:: Article ::

Ne pas se fier à Platon pour lire Homère (2)

Philologie d'Orient et d'Occident (363)

                                            Le 08/11/2016  Tokyo  K.

Il ne faut pas se fier à Platon pour lire Homère (2)

             Dédié à la mère de Clément Lévy décédée fin octobre à Toulouse

CIMG3771

Source à trois cours, Yatsugatake (photo prise par Kyoko, le 2 juin, 2012)

 

      Les épopées homériques ont été composées environ six siècles avant Platon, il s'agit à peu près du temps qui sépare les chansons de geste des œuvres de l'époque classique. D'Homère à Platon, il faut traverser la même distance chronologique que de la Chanson de Roland aux comédies de Molière. Au temps d'Homère, très éloigné donc de celui de Platon, le subjonctif n'était pas un mode "subjugué, subordonné" qui nécessitât toujours une particule conjonctive de subordination telle: κέ(ν), ἄν, ἵνα (afin que), ὡς (ἂν) (pour que), ἔστε ἂν (jusqu'à ce que), ὅπως ἂν (afin que), etc., éléments essentiels, à l'âge classique grec, des propositions subordonnées.

:::

● Questions et exercices
[1] Répondez à ces questions sur l'article :
(a) À qui le texte est-il dédié ?
(b) Combien de siècles environ séparent les épopées homériques de Platon ?
(c) Quel sens l'article donne-t-il à ἔστε ἂν ?
[2] Veuillez dire si chaque affirmation concorde avec l'article, en citant les mots qui tranchent :
(a) Au temps d'Homère, le subjonctif exigeait toujours une particule conjonctive de subordination.
(b) L'écart entre Homère et Platon équivaut à celui qui sépare la Chanson de Roland des comédies de Molière.
(c) La photo de la source a été prise en 2016.
Le matériel fourni est indépendant de l'article.

:: Matériel fourni ::

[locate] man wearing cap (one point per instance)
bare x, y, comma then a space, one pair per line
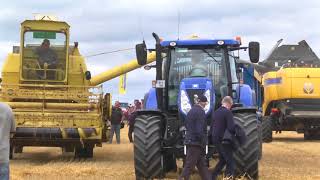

:::

● Corrigé des exercices
[1]
(a) À la mère de Clément Lévy, décédée fin octobre à Toulouse.
(b) Environ six siècles.
(c) « jusqu'à ce que ».

[2]
(a) Non : « le subjonctif n'était pas un mode "subjugué, subordonné" qui nécessitât toujours une particule conjonctive de subordination ».
(b) Oui : « D'Homère à Platon, il faut traverser la même distance chronologique que de la Chanson de Roland aux comédies de Molière ».
(c) Non : « photo prise par Kyoko, le 2 juin, 2012 ».